■ **PETUNJUK TUGAS**
1. Apakah setiap pernyataan berikut sesuai dengan teks tentang landasan musyawarah dalam Islam? Jawab ya atau tidak untuk masing-masing, lalu sertakan kutipan persis dari teks yang menentukan jawaban itu.
(a) Menurut teks, al-Qur'an memuat sekurang-kurangnya tiga ayat yang menyebutkan musyawarah secara jelas.
(b) Teks menyatakan bahwa musyawarah hanya dianjurkan dalam kehidupan bernegara.
(c) Ayat yang dikutip dalam teks berasal dari surat al-Baqarah ayat 233.
2. Teruskan teks tentang landasan musyawarah dalam Islam dengan bagian berikutnya, mulai sesudah kutipan QS. Al-Baqarah: 233.

■ **KUTIPAN DOKUMEN**
Friday, October 27, 2017

Landasan Musyawarah dalam Islam

Musyawarah merupakan salah satu pesan syari’at yang sangat ditekankan di dalam al-Qur’an keberadaannya dalam berbagai bentuk pola kehidupan manusia, baik dalam suatu rumah kecil yakni rumah tangga yang terdiri anggota kecil keluarga dan dalam bentuk rumah besar yakni sebuah negara yang terdiri dari pemimpin dan rakyat, konsep musyawarah merupakan suatu landasan tegaknya kesamaan hak dan kewajiban dalam kehidupan manusia, di mana antara pemimpin dan rakyat  memilki hak yang sama membuat aturan yang mengikat dalam lingkup kehidupan bermasyarakat.
Islam menganjurkan musyawarah dan memerintahkannya dalam beberapa ayat al-Qur'an, ia menjadikannya suatu hal terpuji dalam kehidupan baik secara individu, dalam keluarga, masyarakat, bahkan dalam bernegara sekalipun dan menjadi elemen penting dalam kehidupan umat. Dalam al-Qur’an, sekurang-kurangnya ada tiga ayat yang menyebutkan secara jelas mengenai musyawarah dan setiap satu dari tiga ayat tersebut mempunyai petunjuk masing-masing. Ketiga ayat yang menerangkan tentang musyawarah tersebut antara lain terdapat dalam al-Qur’an surat al-Baqarah 233, yaitu sebagai berikut:
Artinya: “Apabila keduanya (suami istri) ingin menyapih anak mereka (sebelum dua tahun) atas dasar kerelaan dan permusyawarahan antar mereka, maka tidak ada dosa atas keduanya.” (QS. Al-Baqarah: 233)

[Entri Tersimpan]

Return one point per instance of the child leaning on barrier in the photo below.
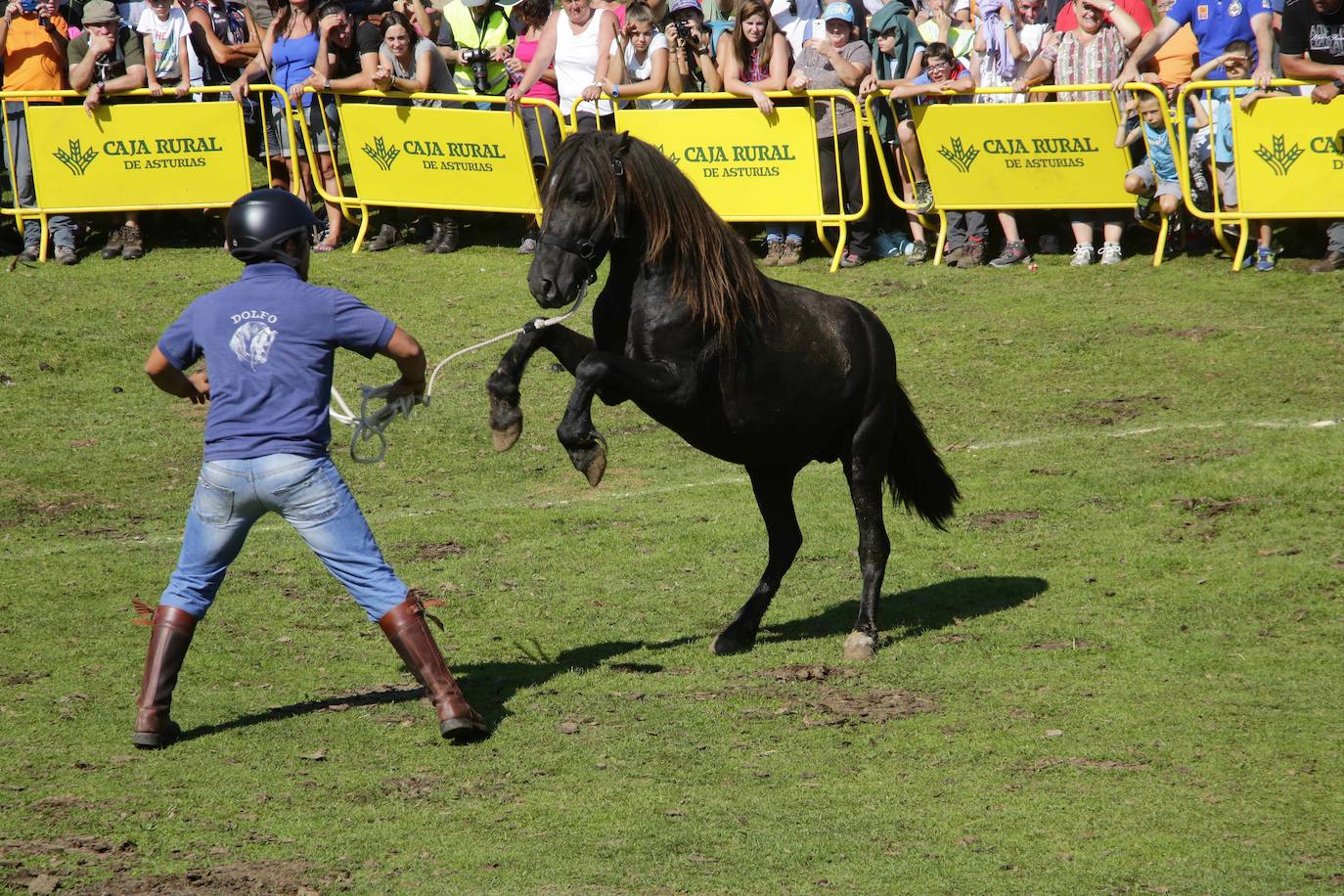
(837, 61)
(757, 61)
(165, 32)
(898, 54)
(944, 74)
(1236, 62)
(1154, 176)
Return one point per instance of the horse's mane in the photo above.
(710, 265)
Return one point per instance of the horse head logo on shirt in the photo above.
(251, 342)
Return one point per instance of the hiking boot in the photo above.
(449, 238)
(133, 244)
(1332, 262)
(1013, 252)
(923, 198)
(387, 237)
(405, 626)
(168, 643)
(431, 244)
(972, 255)
(115, 240)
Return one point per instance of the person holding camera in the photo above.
(693, 67)
(477, 39)
(34, 40)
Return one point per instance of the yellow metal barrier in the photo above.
(129, 156)
(751, 166)
(1287, 155)
(1019, 156)
(457, 157)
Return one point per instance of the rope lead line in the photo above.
(373, 425)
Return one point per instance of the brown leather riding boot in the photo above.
(168, 643)
(405, 626)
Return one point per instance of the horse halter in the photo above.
(586, 248)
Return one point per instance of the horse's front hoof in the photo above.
(506, 424)
(729, 643)
(590, 461)
(859, 647)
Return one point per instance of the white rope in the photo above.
(373, 425)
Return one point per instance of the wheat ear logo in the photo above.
(1277, 157)
(381, 154)
(75, 158)
(960, 156)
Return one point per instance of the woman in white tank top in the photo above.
(575, 39)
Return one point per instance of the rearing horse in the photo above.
(749, 370)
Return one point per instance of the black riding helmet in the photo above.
(259, 225)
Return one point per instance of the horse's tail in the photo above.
(916, 473)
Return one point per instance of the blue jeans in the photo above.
(311, 495)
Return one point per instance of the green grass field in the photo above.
(1117, 672)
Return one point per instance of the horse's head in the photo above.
(585, 209)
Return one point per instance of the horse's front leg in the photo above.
(642, 381)
(503, 384)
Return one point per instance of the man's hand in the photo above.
(1324, 93)
(201, 383)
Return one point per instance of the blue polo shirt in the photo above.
(269, 341)
(1217, 23)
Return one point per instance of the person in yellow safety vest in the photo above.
(471, 25)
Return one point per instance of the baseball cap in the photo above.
(101, 11)
(839, 11)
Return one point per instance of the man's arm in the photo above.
(410, 360)
(169, 379)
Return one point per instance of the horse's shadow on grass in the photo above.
(915, 612)
(491, 686)
(488, 686)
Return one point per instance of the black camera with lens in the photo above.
(478, 60)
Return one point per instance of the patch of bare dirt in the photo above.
(1117, 410)
(833, 707)
(439, 551)
(1077, 762)
(998, 517)
(240, 877)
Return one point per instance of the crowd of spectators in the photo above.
(590, 57)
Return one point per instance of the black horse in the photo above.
(749, 370)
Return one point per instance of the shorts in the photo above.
(323, 133)
(1150, 183)
(1228, 184)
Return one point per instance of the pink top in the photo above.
(523, 51)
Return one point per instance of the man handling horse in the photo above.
(270, 341)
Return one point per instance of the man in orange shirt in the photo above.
(34, 39)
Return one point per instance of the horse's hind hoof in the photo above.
(590, 461)
(859, 647)
(726, 644)
(506, 424)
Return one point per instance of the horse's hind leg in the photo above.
(866, 473)
(503, 384)
(775, 496)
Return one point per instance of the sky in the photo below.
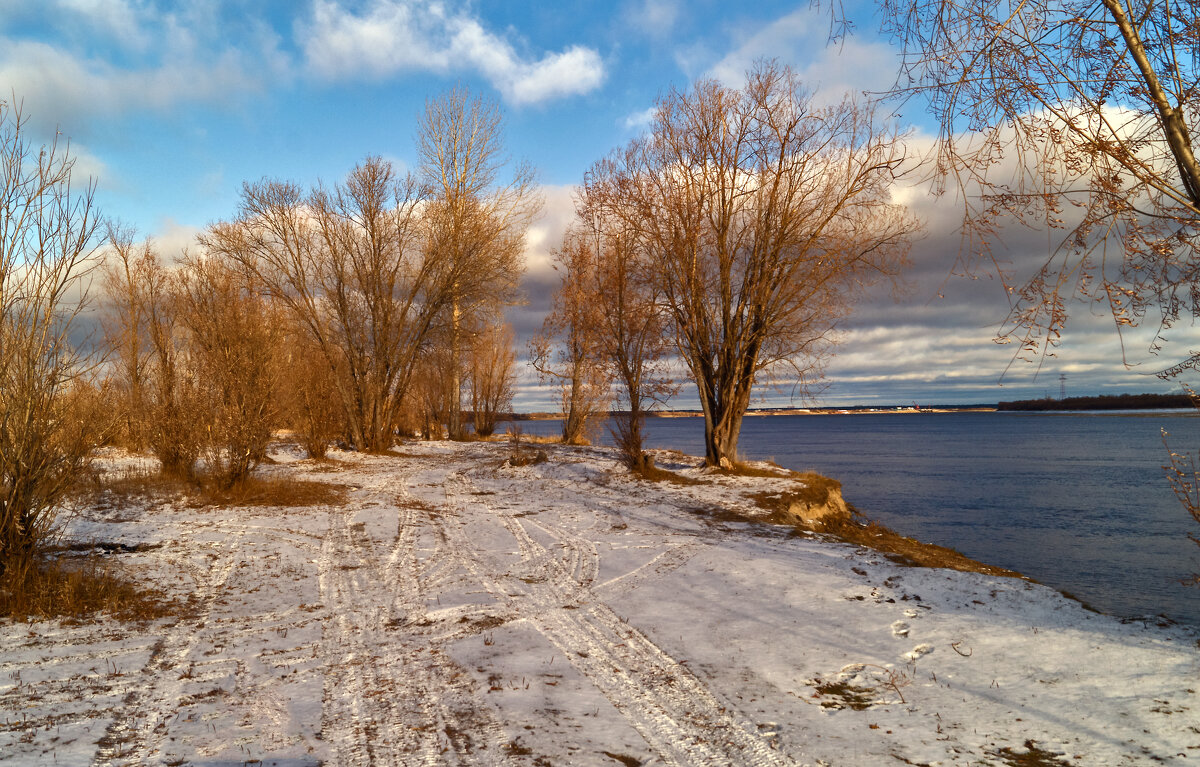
(173, 106)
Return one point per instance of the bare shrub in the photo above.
(307, 394)
(231, 352)
(47, 243)
(492, 377)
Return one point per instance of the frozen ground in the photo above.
(461, 611)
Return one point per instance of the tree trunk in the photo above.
(454, 418)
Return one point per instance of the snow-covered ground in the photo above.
(461, 611)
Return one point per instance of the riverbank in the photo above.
(456, 607)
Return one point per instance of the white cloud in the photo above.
(802, 40)
(60, 89)
(394, 36)
(546, 233)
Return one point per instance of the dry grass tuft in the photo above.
(155, 487)
(814, 491)
(768, 472)
(257, 491)
(862, 532)
(654, 474)
(76, 588)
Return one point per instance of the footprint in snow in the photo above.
(918, 651)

■ **HASIL BERURUTAN**
1.
(a) Ya: "sekurang-kurangnya ada tiga ayat yang menyebutkan secara jelas mengenai musyawarah"
(b) Tidak: "baik secara individu, dalam keluarga, masyarakat, bahkan dalam bernegara sekalipun"
(c) Ya: "(QS. Al-Baqarah: 233)"

2.
Ayat tersebut membicarakan  bagaimana  seharusnya  hubungan  suami istri  saat  mengambil  keputusan  yang berkaitan dengan rumah tangga dan anak-anak, seperti  menyapih  anak.  Pada  ayat  di atas,  al-Qur’an  memberi petunjuk agar persoalan itu (dan juga persoalan-persoalan rumah tangga lainnya) dimusyawarahkan antara suami-istri. Hal ini berdasarkan kebolehan dari Allah Swt bagi orang tua untuk bermusyawarah dalam hal-hal yang membawa kebaikan bagi anak, sekalipun berdasarkan perkiraan mereka saja dan bukan berdasarkan hakikat atau keyakinan. Karena At-Tasyaawur (musyawarah) adalah mengeluarkan (mencari) suatu pendapat yang terbaik.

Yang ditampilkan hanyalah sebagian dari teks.